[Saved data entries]
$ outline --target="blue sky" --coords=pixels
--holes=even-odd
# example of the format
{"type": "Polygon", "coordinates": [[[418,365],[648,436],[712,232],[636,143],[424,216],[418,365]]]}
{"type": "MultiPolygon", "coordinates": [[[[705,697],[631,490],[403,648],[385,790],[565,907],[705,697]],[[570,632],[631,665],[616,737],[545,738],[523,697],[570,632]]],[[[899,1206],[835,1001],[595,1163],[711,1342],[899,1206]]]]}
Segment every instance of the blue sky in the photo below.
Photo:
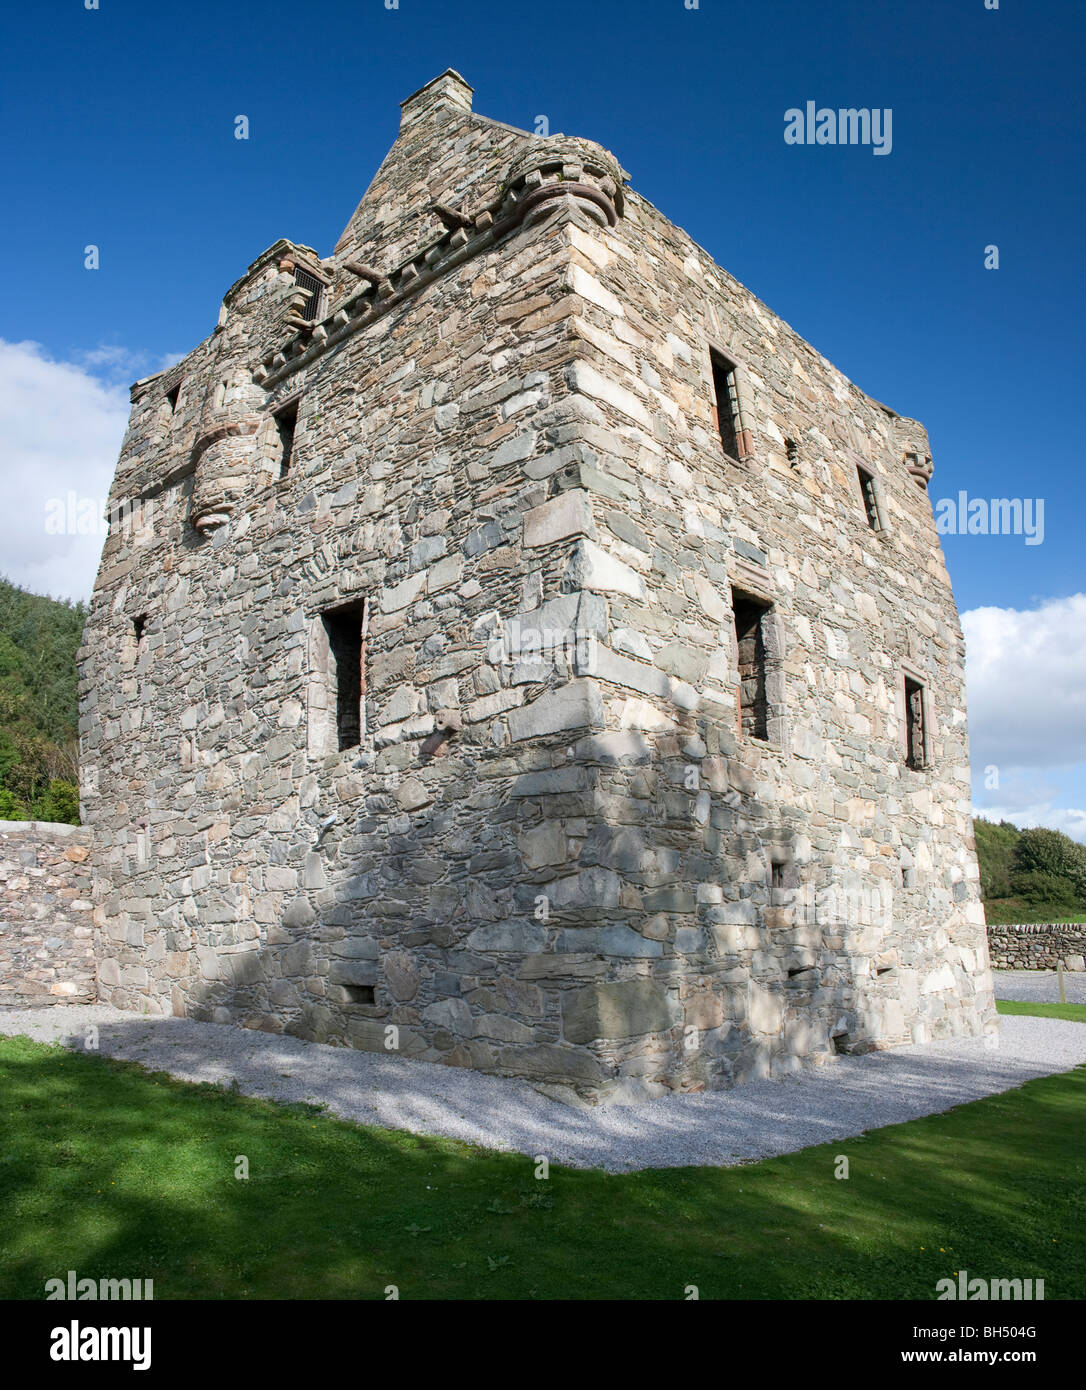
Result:
{"type": "Polygon", "coordinates": [[[944,540],[971,662],[987,644],[989,688],[970,675],[974,763],[1006,767],[977,799],[1020,816],[1086,807],[1086,618],[1072,602],[1086,587],[1081,5],[68,0],[6,7],[0,26],[14,136],[0,338],[18,388],[0,569],[85,589],[85,565],[50,552],[61,538],[24,557],[27,527],[16,536],[11,518],[68,476],[65,461],[84,460],[75,485],[91,495],[103,470],[108,482],[118,388],[205,337],[276,238],[328,254],[395,138],[398,103],[454,67],[484,115],[529,129],[545,115],[614,151],[639,192],[846,375],[923,420],[933,501],[1044,500],[1042,544],[944,540]],[[891,152],[787,145],[784,113],[808,100],[891,108],[891,152]],[[234,139],[239,114],[247,141],[234,139]],[[998,270],[984,267],[991,244],[998,270]],[[71,420],[30,410],[54,381],[72,392],[71,420]],[[1038,699],[1055,704],[1031,743],[1015,731],[1038,699]]]}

* DIRECTIONS:
Output the data above in full and exactly, with every image left out.

* YOUR SOLUTION:
$ outline --target="blue sky" --coords=pixels
--holes=even-odd
# example of the format
{"type": "Polygon", "coordinates": [[[418,365],[648,436],[712,232],[636,143],[424,216],[418,365]]]}
{"type": "MultiPolygon", "coordinates": [[[[705,697],[631,490],[403,648],[385,790],[565,907],[705,697]],[[570,632],[631,665],[616,737],[545,738],[523,697],[570,632]]],[[[899,1206],[835,1001],[595,1163],[711,1342],[899,1206]]]]}
Segment every instance of the blue sky in the photo below.
Photo:
Result:
{"type": "Polygon", "coordinates": [[[944,540],[971,662],[987,644],[989,688],[970,675],[974,763],[1006,767],[977,799],[1020,816],[1086,807],[1086,618],[1072,602],[1086,587],[1081,5],[68,0],[6,7],[0,26],[14,136],[0,338],[18,388],[0,569],[85,589],[85,565],[50,552],[61,538],[24,557],[27,527],[16,536],[11,518],[68,476],[65,461],[84,460],[75,485],[91,495],[103,470],[108,482],[118,388],[205,337],[276,238],[328,254],[395,138],[398,103],[454,67],[484,115],[529,129],[545,115],[614,151],[639,192],[846,375],[923,420],[933,501],[1044,500],[1042,544],[944,540]],[[891,152],[787,145],[784,113],[808,100],[891,108],[891,152]],[[234,139],[239,114],[247,141],[234,139]],[[998,270],[984,267],[991,244],[998,270]],[[71,420],[30,410],[54,381],[72,392],[71,420]],[[1038,699],[1055,704],[1031,743],[1015,731],[1038,699]]]}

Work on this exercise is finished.